Point-per-instance localization data
------------------------------------------------
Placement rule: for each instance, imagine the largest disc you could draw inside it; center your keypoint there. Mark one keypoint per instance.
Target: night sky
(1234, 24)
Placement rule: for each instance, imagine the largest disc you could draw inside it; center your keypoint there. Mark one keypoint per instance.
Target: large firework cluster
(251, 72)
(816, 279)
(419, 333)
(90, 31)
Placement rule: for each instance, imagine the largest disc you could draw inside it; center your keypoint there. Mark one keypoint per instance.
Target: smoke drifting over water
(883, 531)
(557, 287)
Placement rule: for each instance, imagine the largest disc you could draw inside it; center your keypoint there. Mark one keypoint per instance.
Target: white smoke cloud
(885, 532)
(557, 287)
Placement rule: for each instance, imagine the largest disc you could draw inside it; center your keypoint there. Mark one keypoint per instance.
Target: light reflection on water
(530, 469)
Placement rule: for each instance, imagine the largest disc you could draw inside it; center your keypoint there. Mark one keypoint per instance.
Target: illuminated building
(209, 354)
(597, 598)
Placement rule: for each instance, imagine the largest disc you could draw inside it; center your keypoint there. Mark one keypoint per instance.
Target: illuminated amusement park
------------------------------------------------
◆ **TRY IT**
Repeat the data word for word.

◆ **EXERCISE RESULT**
Placement rule: for each instance, imagine the largest disc you could draw inside it; center your keypoint there. Mark one keypoint per instance.
Target: night sky
(1234, 24)
Placement rule: for each instance, imagine the largest disc you could draw inside it; center your keypoint there. Mark one keypoint per instance.
Target: large firework cluster
(251, 72)
(816, 279)
(419, 333)
(90, 31)
Placement rule: for each instance, imagine the largest disc you could draw inside it; center your keypoint there. Mark one keypoint per instance.
Target: smoke drifting over water
(883, 531)
(557, 287)
Placement rule: for each instance, imagine the largest disc you could draw inside it; center your keypoint there. Mark one keypoint per instance.
Target: white smoke cloud
(885, 532)
(557, 287)
Placement rule: for each instance, imagine the largest disc you could draw inside it; center your keypoint there. Mark one keypoint per instance.
Target: light reflection on water
(530, 469)
Placement rule: for each instance, imagine the largest disc you could draw inside it; center your keypoint there. Mark one keypoint per instance.
Target: illuminated building
(209, 354)
(597, 598)
Placement rule: for each instance, imagine the largest disc you could draw inside it; center your keypoint there. Mark one keypoint per instance.
Target: illuminated amusement park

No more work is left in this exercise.